▸ **O que fazer**
1. No texto sobre a vinícola Miolo, de que safra é o Miolo Wild Gamay degustado?
2. Por favor, retome o texto sobre a vinícola Miolo a partir da última frase apresentada.

A Miolo, a vinícola brasileira Miolo, definitivamente está na
minha história e não digo isso agora, mas há algum tempo e com muito orgulho e
alegria. Falo com todo esse entusiasmo porque quando me fiz submeter à
transição dos vinhos de mesa, os famosos vinhos coloniais para os vinhos finos,
aqueles de uvas vitis viníferas, lá estava o Miolo e seus vinhos para me
oferecer seus préstimos.
A Miolo hoje é uma indústria de vinhos e a sua
representatividade mercadológica atesta isso e não é demérito para esse grande
produtor ser uma indústria, principalmente quando se confirma também quando
seus vinhos ainda fazem parte da vida de muitos e muitos enófilos espalhados
pelo Brasil e pelo mundo!
E a Miolo ainda tem muito a oferecer, mesmo que ao longo de
todo esse tempo em nosso mercado, e muita coisa nova, muitos novos rótulos
arrojados que podem trazer grandes novidades, mensagens edificantes e a
corroboração da saúde para aqueles que degustam bons vinhos, a qualidade de
vida, os fatores sustentáveis!
Por que digo tudo isso? O vinho de hoje, não preciso dizer
que é da Miolo, mas, direi mesmo assim, é da Miolo! E falo não apenas com um
sentimento saudoso, de nostalgia, mas também com um agradável vislumbre do
futuro, da capacidade desta vinícola de oferecer coisas novas, com aqueles
rompimentos de paradigmas que só eles são capazes de oferecer.
Não direi que esse vinho só traz novidades para mim, de fato
traz sim, muitas novidades, mas nem tanto, nem tanto, até porque já degustei,
nos primórdios um vinho deles que hoje assumiu, como disse, alguns novos
contornos seguindo, sobretudo, alguns anseios de uma camada socialmente,
ambientalmente responsável.
Sem mais delongas, vamos às apresentações! O vinho que
degustei e gostei veio da região brasileira da Campanha Gaúcha, mais precisamente
da Campanha Meridional, que, a cada dia, cresce a olhos vistos em qualidade e
tipicidade, mais precisamente da Campanha Meridional, dos vinhedos da Seival, e
se chama Miolo Wild Gamay da safra 2022.
Quando falei que nem tudo é novidade é porque, em um passado
razoavelmente distante, eu degustei, por duas vezes, a versão mais “antiga” do
Miolo Gamay que é um dos melhores rótulos brasileiros produzidos por esta
emblemática casta que se notabilizou em terras francesas.
E alguns detalhes, antes de entrar na história da Campanha
Gaúcha e da Gamay, merecem serem exaltados, detalhes esses que eu mencionei
como grandes novidades para mim: O Miolo Wild Gamay foi produzido por
intermédio do método ancestral de maceração carbônica de cachos inteiros e a
vinificar sem adição de sulfitos e sem adição de leveduras selecionadas,
passando a usar leveduras selvagens da uva de Gamay do Seival.

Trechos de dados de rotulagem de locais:
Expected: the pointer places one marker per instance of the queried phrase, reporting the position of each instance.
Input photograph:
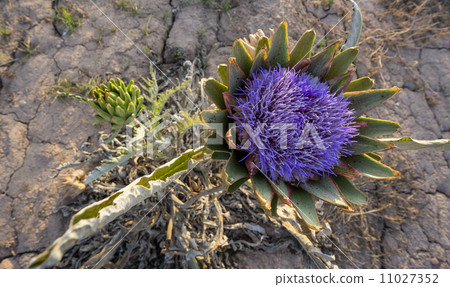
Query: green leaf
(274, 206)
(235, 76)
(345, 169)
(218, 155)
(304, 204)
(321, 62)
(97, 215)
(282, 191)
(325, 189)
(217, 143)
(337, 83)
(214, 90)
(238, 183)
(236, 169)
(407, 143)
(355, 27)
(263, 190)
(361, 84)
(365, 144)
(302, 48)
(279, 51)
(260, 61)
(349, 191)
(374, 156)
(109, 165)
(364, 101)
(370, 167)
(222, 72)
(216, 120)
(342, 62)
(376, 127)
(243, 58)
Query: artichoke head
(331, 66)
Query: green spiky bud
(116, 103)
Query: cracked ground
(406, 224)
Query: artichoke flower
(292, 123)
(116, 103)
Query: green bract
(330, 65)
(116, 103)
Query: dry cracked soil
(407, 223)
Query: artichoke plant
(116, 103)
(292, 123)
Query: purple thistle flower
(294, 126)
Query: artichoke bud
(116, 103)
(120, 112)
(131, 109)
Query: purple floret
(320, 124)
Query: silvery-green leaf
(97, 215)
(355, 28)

▸ **Respostas por tarefa**
1. Da safra 2022.

2.
E por ter sido, esse rótulo, em março, aproximadamente, de
2022, pode este vinho, ser considerado o primeiro vinho do mundo a ser lançado
no ano de 2022! E de acordo com as palavras do enólogo Adriano Miolo, que
produziu este vinho juntamente com Henry Marionnet, reconhecido como o “Papa do
Gamay” no mundo, onde disse que “O Miolo Wild Gamay Safra 2022 vai ser a
primeira oportunidade que o consumidor terá de degustar a qualidade desta
safra. Estamos no meio da colheita deste ano, mas já podemos afirmar que é
espetacular e deverá ser mais uma safra lendária para a Miolo, como foi em 2018
e 2020”.
O inverno muito rigoroso e o verão extremamente quente e
seco, com temperatura que chegou a 44 graus em janeiro, determinaram a
performance das uvas. O frio intenso proporcionou uma brotação uniforme da
planta, porém tardia, que também refletiu na maturação tornando a colheita mais
tardia do que o usual.
Bem diante dessas credenciais vamos para mais histórias,
vamos de Campanha Gaúcha e da história da Gamay.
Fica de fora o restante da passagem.